§ How to complete this task: Scan the entries below. Return every line that includes "light".

===== Raw data

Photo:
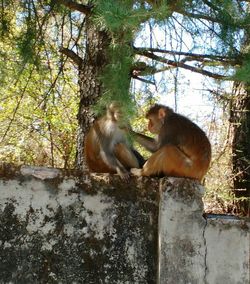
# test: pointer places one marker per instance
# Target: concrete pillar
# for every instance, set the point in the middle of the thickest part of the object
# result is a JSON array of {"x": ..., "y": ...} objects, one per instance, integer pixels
[{"x": 182, "y": 248}]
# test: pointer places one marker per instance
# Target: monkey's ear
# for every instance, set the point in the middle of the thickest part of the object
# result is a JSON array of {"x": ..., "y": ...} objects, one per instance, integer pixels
[{"x": 161, "y": 113}]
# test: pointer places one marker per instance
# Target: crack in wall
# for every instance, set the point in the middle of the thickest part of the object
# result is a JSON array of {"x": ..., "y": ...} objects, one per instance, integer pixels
[{"x": 205, "y": 246}]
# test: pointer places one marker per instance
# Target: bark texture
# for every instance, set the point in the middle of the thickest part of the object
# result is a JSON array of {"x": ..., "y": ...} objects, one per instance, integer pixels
[{"x": 97, "y": 42}]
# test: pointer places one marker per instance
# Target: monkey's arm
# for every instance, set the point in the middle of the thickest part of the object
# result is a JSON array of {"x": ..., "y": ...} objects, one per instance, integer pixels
[{"x": 149, "y": 143}]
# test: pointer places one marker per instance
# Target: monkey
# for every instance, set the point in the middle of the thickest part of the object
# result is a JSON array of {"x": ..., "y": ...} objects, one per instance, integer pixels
[
  {"x": 106, "y": 147},
  {"x": 181, "y": 149}
]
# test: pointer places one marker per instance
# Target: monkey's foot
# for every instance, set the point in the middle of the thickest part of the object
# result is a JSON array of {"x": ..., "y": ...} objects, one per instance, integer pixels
[{"x": 136, "y": 172}]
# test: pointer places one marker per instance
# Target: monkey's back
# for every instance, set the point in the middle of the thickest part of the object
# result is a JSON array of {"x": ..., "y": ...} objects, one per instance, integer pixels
[
  {"x": 92, "y": 150},
  {"x": 189, "y": 137}
]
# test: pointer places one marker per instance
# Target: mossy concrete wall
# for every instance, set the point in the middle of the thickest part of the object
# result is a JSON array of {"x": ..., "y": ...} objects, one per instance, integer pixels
[{"x": 67, "y": 227}]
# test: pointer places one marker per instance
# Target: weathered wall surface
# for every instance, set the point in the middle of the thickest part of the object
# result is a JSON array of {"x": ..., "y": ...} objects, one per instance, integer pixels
[
  {"x": 56, "y": 228},
  {"x": 196, "y": 249},
  {"x": 63, "y": 227}
]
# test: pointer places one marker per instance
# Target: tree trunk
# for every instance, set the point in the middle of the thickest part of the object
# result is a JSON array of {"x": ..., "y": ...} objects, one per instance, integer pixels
[
  {"x": 240, "y": 125},
  {"x": 95, "y": 60}
]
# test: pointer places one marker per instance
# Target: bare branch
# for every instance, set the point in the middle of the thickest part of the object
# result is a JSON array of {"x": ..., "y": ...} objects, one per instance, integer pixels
[
  {"x": 72, "y": 5},
  {"x": 190, "y": 56},
  {"x": 184, "y": 66},
  {"x": 72, "y": 55},
  {"x": 143, "y": 80}
]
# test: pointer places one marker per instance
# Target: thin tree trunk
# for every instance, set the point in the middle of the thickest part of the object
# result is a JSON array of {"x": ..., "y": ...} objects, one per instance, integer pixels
[{"x": 95, "y": 60}]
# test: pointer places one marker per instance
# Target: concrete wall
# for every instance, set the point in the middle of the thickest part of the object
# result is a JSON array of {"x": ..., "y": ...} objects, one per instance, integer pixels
[
  {"x": 65, "y": 227},
  {"x": 195, "y": 249}
]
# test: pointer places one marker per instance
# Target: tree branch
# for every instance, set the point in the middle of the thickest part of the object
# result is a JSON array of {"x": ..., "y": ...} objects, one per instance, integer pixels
[
  {"x": 183, "y": 65},
  {"x": 86, "y": 9},
  {"x": 72, "y": 55},
  {"x": 190, "y": 55}
]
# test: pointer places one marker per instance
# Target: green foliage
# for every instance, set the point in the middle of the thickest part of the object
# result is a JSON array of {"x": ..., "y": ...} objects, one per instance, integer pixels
[
  {"x": 122, "y": 19},
  {"x": 242, "y": 73}
]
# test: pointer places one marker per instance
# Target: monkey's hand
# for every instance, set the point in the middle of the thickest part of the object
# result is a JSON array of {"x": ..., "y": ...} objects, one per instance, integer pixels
[
  {"x": 136, "y": 172},
  {"x": 124, "y": 175}
]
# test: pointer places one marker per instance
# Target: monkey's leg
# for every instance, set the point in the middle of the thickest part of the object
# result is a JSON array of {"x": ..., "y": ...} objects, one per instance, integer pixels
[
  {"x": 126, "y": 156},
  {"x": 170, "y": 161}
]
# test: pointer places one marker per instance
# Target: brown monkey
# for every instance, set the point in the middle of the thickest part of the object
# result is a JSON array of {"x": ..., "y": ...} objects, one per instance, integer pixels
[
  {"x": 106, "y": 146},
  {"x": 182, "y": 149}
]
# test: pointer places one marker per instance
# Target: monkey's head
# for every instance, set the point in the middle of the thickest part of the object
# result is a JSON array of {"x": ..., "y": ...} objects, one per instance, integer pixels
[{"x": 156, "y": 116}]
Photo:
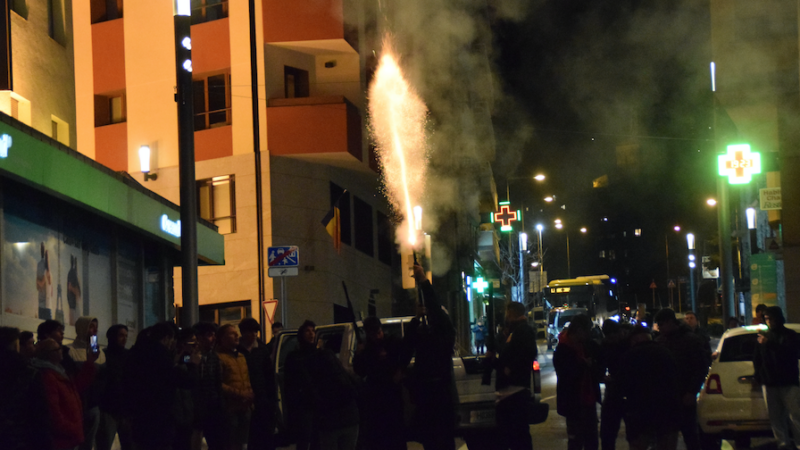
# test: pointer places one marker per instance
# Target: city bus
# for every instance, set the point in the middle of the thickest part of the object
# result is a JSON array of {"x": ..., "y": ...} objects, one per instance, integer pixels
[{"x": 595, "y": 293}]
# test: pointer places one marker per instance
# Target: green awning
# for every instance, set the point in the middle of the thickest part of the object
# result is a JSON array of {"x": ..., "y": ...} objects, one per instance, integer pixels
[{"x": 49, "y": 166}]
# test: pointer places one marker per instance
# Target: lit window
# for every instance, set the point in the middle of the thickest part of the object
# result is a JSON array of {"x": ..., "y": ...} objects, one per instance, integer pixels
[
  {"x": 212, "y": 101},
  {"x": 208, "y": 10},
  {"x": 217, "y": 202}
]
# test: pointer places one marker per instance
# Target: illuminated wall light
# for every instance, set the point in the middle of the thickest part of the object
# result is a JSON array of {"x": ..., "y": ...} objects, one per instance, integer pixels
[
  {"x": 5, "y": 144},
  {"x": 751, "y": 218},
  {"x": 144, "y": 159},
  {"x": 170, "y": 227},
  {"x": 713, "y": 77},
  {"x": 183, "y": 8}
]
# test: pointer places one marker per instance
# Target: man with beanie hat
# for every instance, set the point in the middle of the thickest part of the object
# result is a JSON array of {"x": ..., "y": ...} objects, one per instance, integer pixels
[
  {"x": 775, "y": 363},
  {"x": 692, "y": 359}
]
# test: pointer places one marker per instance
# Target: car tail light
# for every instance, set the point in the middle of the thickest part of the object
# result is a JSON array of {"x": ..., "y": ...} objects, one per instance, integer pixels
[{"x": 713, "y": 384}]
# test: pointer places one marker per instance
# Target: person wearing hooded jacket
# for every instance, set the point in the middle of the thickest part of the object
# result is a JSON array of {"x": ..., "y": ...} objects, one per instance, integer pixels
[
  {"x": 578, "y": 372},
  {"x": 63, "y": 394},
  {"x": 85, "y": 328},
  {"x": 775, "y": 363}
]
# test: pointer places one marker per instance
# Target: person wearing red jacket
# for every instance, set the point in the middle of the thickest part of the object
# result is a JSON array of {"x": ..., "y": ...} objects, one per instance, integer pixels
[{"x": 63, "y": 393}]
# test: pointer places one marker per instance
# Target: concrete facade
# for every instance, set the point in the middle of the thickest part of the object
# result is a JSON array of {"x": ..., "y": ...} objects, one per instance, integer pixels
[{"x": 296, "y": 193}]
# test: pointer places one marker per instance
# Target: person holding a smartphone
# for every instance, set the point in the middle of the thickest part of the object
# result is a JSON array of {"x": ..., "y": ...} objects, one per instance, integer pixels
[{"x": 86, "y": 343}]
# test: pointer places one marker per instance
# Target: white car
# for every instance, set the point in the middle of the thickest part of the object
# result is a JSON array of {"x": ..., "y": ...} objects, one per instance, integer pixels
[{"x": 729, "y": 405}]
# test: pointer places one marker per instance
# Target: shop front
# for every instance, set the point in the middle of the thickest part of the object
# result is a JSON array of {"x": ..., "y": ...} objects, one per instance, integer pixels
[{"x": 79, "y": 239}]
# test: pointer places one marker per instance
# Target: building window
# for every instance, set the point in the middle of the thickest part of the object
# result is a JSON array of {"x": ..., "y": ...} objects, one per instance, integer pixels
[
  {"x": 55, "y": 21},
  {"x": 385, "y": 238},
  {"x": 212, "y": 101},
  {"x": 362, "y": 212},
  {"x": 343, "y": 198},
  {"x": 105, "y": 10},
  {"x": 217, "y": 200},
  {"x": 208, "y": 10},
  {"x": 109, "y": 109},
  {"x": 20, "y": 7},
  {"x": 59, "y": 130},
  {"x": 295, "y": 82}
]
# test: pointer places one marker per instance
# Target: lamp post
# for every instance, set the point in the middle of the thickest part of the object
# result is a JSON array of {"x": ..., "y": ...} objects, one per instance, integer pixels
[
  {"x": 190, "y": 313},
  {"x": 692, "y": 264},
  {"x": 539, "y": 228}
]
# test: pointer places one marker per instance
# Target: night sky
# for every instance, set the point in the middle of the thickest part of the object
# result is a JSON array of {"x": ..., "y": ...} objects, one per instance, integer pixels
[{"x": 581, "y": 78}]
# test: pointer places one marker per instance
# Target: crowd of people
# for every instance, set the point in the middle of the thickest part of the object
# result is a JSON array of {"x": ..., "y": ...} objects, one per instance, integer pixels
[
  {"x": 174, "y": 388},
  {"x": 170, "y": 390},
  {"x": 652, "y": 379}
]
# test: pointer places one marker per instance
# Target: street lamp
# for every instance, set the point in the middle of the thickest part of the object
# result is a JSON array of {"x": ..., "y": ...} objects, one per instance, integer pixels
[
  {"x": 539, "y": 228},
  {"x": 690, "y": 243}
]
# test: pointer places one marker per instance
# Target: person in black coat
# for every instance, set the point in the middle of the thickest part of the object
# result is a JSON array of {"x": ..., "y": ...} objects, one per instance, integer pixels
[
  {"x": 23, "y": 408},
  {"x": 516, "y": 353},
  {"x": 380, "y": 363},
  {"x": 153, "y": 380},
  {"x": 692, "y": 358},
  {"x": 112, "y": 400},
  {"x": 775, "y": 363},
  {"x": 262, "y": 380},
  {"x": 653, "y": 401},
  {"x": 578, "y": 372},
  {"x": 431, "y": 382}
]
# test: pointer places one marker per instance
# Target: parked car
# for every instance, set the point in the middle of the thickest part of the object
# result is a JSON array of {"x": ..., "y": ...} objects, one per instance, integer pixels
[
  {"x": 476, "y": 408},
  {"x": 730, "y": 406}
]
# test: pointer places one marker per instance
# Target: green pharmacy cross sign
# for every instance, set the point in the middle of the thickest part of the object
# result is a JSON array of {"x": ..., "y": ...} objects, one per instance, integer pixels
[
  {"x": 480, "y": 285},
  {"x": 739, "y": 164}
]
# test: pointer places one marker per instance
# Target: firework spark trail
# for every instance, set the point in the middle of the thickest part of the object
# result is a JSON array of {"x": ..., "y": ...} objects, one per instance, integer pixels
[{"x": 397, "y": 120}]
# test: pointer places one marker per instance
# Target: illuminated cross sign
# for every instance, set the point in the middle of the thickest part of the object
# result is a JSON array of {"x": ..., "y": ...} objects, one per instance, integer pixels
[
  {"x": 505, "y": 216},
  {"x": 739, "y": 164},
  {"x": 480, "y": 284}
]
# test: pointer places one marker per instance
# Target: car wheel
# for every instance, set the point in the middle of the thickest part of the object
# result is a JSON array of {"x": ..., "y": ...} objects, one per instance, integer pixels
[
  {"x": 742, "y": 441},
  {"x": 710, "y": 441}
]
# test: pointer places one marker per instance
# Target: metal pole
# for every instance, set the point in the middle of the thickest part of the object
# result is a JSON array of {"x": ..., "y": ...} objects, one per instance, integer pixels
[
  {"x": 190, "y": 313},
  {"x": 284, "y": 306},
  {"x": 257, "y": 155},
  {"x": 726, "y": 275},
  {"x": 569, "y": 267}
]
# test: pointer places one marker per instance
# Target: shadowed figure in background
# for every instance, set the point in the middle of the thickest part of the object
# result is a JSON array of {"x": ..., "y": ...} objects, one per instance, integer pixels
[
  {"x": 379, "y": 361},
  {"x": 775, "y": 363},
  {"x": 578, "y": 373},
  {"x": 431, "y": 381}
]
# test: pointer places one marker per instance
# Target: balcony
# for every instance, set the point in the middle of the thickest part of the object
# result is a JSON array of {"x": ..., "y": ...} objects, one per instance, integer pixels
[
  {"x": 326, "y": 128},
  {"x": 325, "y": 21}
]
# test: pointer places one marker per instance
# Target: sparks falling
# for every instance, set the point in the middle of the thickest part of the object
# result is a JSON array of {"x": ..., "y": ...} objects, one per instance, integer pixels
[{"x": 397, "y": 120}]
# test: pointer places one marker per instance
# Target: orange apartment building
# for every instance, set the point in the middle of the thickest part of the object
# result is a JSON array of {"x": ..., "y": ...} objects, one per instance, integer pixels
[{"x": 312, "y": 60}]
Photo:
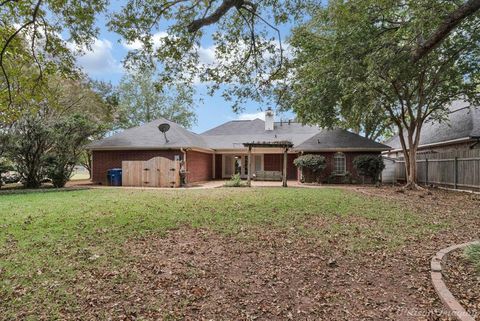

==========

§ Answer to this exercise:
# Target: illuminated wall light
# Target: car tail light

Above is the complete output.